• What is needed
Output all of the listing below, leaving every line unchanged.

• Data provided
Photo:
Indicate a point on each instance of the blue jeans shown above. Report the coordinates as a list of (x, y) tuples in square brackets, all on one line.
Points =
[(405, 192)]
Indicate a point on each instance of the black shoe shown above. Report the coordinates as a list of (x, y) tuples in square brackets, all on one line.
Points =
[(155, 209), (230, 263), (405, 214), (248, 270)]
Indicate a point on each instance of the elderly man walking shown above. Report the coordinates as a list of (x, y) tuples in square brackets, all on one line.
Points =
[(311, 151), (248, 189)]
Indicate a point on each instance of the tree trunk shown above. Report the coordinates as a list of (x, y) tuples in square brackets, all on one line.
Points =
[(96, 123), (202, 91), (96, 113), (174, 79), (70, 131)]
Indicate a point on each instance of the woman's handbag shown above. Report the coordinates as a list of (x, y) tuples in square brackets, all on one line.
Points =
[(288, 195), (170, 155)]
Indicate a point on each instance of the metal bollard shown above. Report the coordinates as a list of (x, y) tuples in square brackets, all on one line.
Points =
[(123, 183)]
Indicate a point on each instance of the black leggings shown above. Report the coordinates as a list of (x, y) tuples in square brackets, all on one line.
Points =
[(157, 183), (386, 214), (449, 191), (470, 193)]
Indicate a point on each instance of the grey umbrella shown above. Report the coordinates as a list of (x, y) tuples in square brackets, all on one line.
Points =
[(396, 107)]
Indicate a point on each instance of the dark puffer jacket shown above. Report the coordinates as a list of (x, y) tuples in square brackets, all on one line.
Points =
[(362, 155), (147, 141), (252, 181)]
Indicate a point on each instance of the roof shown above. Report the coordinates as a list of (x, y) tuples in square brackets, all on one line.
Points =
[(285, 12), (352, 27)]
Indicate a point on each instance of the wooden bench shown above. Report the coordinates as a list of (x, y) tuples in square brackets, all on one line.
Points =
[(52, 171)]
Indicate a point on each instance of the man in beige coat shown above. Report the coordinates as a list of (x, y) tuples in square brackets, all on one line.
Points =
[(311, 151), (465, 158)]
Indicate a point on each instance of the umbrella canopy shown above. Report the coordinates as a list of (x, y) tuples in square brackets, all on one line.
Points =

• Output
Photo:
Indicate a point on each instance of the blue jeans shown above. Report the coordinates as a list of (x, y) tuples in square brackets, all on one line.
Points =
[(405, 192)]
Indicate a point on each instance of the black shoe shown above. Report the coordinates as a list of (x, y) tuples in square brackets, all on one line.
Points =
[(155, 209), (230, 263), (405, 214), (248, 270)]
Indicate a point on each instance of the elderly man walking shown above. Report the coordinates as a list of (x, y) tuples in square brackets, all on one line.
Points =
[(311, 151), (248, 189)]
Indicate a point on each instance of the tree trunk shown above. Report the coordinates as a list of (x, y) tuples in square brackets, all on one line.
Points =
[(96, 123), (202, 91), (96, 113), (174, 79), (70, 131)]
Indicate a point on each instance of the woman's handbag shown above. Report the coordinates as a list of (x, y) tuples in square brackets, all on one line.
Points =
[(288, 195), (170, 155)]
Indicate a point on each instance of the metal bollard shown above. Report the coordinates as a list of (x, y) tuples in square brackets, all on one line.
Points =
[(123, 183)]
Indicate a point on each instance of the black leggings shown above. Report the coordinates as a list of (x, y) tuples in square brackets, all on one line.
Points =
[(157, 183), (386, 214), (449, 191), (470, 193)]
Indicate a point on each instance of the grey umbrella shown above. Report the coordinates as a list of (x, y) tuples in square brackets, all on one line.
Points =
[(396, 107)]
Indicate a point on each instance of the dark puffer jacket shown above. Report the coordinates as a list of (x, y) tuples in square brackets, all on one line.
Points =
[(362, 155), (147, 141), (252, 181)]
Indicate a point on each instance of the roof shown above. Report the coordinates as a list of (x, y) tuples in square brackets, all on one line.
Points =
[(285, 12), (352, 27)]
Indicate a point on each instance of the wooden bench shown above. Report the coordinates as a list of (x, y) tuples in square brackets, all on one line.
Points =
[(52, 171)]
Indicate a point on each instance of the man in beige coat shown above. Report the coordinates as a list of (x, y) tuples in square brackets, all on one line.
Points =
[(311, 151), (465, 158)]
Indicate a point on each instance of the umbrella canopy shown above. Report the coordinates as a list of (x, y) tuples in square brackets, all on one line.
Points =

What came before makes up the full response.